READING TEXT Start Marker
Editor’s note: Sabya Das is a Partner at Moneta Ventures, a Sacramento-based venture capital firm that invests in early stage technology companies. He’s a graduate of the University of California, Berkeley, where he majored in cognitive science and computational modeling.
What’s your role at Moneta?
I joined Moneta in 2014 as an Analyst and Member of the founding team. We started raising our first fund with the core idea that we could build the VC firm that the Moneta team members would have wanted to partner with themselves as founders and entrepreneurs in their previous ventures. Our firm has since scaled to 10 investment team members with over $250 million in committed capital. Today, I’m the partner overseeing Moneta’s investments on the West Coast and internationally, focusing on companies across verticals, but with a concentration in MediaTech, MarTech, and FinTech. I also serve on the board of directors at several Moneta portfolio companies and am very operationally involved across go-to-market strategy, product development, and corporate development.
How would you describe Moneta’s investment thesis and what differentiates you from other VCs?
READING TEXT End Marker
SUPPLIED ENTRIES Start Marker
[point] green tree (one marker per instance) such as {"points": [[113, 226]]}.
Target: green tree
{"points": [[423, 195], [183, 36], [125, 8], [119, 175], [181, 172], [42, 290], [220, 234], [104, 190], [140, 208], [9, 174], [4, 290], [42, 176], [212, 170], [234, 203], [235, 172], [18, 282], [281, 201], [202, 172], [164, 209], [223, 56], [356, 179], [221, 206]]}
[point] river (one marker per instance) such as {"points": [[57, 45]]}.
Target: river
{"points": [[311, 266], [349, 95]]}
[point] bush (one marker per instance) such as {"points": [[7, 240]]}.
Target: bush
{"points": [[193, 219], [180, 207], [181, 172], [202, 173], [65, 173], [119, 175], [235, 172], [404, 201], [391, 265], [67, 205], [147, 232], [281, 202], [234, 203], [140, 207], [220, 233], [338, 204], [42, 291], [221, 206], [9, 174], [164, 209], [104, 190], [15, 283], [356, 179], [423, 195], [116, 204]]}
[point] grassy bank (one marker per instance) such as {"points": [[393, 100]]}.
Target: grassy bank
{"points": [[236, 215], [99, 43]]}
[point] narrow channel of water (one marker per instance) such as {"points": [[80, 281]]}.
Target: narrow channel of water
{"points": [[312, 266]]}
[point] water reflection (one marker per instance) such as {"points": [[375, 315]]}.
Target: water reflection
SUPPLIED ENTRIES End Marker
**HOW TO COMPLETE THIS TASK**
Reproduce the full interview with Sabya Das of Moneta Ventures word for word, from the editor's note through the final question.

**ANSWER**
Editor’s note: Sabya Das is a Partner at Moneta Ventures, a Sacramento-based venture capital firm that invests in early stage technology companies. He’s a graduate of the University of California, Berkeley, where he majored in cognitive science and computational modeling.
What’s your role at Moneta?
I joined Moneta in 2014 as an Analyst and Member of the founding team. We started raising our first fund with the core idea that we could build the VC firm that the Moneta team members would have wanted to partner with themselves as founders and entrepreneurs in their previous ventures. Our firm has since scaled to 10 investment team members with over $250 million in committed capital. Today, I’m the partner overseeing Moneta’s investments on the West Coast and internationally, focusing on companies across verticals, but with a concentration in MediaTech, MarTech, and FinTech. I also serve on the board of directors at several Moneta portfolio companies and am very operationally involved across go-to-market strategy, product development, and corporate development.
How would you describe Moneta’s investment thesis and what differentiates you from other VCs?